Please transcribe the line with "Locate the shooter's hand" and the lines after it through the end of the listing below, keeping both ends and nothing more.
=====
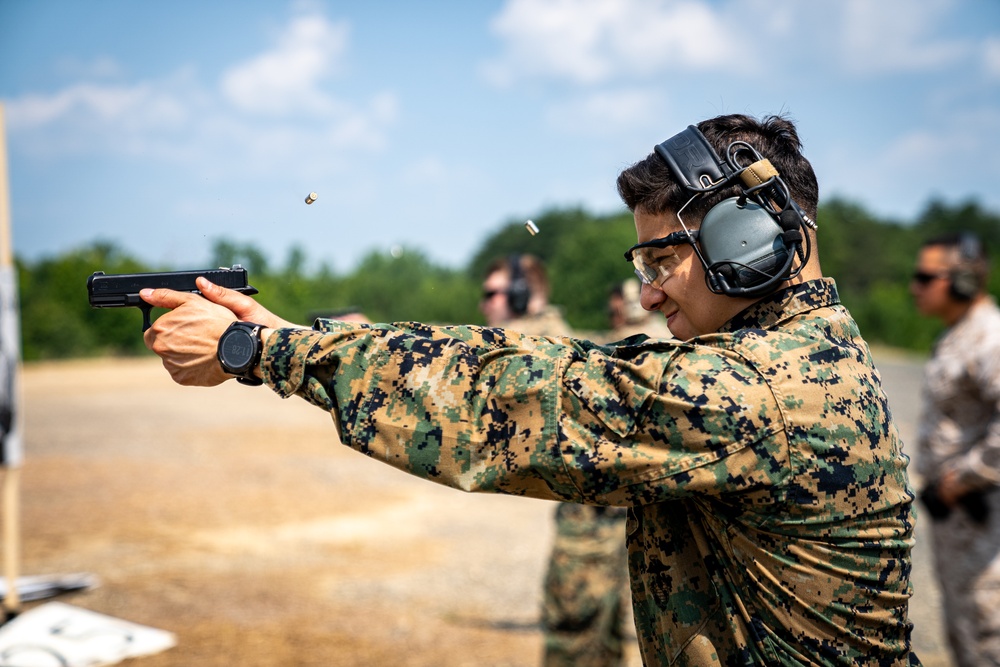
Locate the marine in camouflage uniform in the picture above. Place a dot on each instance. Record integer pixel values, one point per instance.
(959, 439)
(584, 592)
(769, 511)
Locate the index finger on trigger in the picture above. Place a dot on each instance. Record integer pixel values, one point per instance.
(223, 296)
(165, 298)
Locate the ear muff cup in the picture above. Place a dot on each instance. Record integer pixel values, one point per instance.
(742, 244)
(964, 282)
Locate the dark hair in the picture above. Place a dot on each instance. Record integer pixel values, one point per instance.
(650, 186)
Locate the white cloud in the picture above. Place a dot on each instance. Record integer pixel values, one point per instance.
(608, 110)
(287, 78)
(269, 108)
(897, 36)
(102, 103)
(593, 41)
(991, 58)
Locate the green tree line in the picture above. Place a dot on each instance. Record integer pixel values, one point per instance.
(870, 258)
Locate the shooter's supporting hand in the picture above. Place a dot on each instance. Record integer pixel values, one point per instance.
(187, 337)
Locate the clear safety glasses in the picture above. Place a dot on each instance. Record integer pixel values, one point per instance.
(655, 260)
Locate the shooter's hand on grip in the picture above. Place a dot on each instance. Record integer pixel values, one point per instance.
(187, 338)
=====
**OUTPUT OF THE EXERCISE:**
Locate the shooter's hand on grip in the picture above. Place a dot on each instance. Record integer pixel values, one point per instance.
(187, 338)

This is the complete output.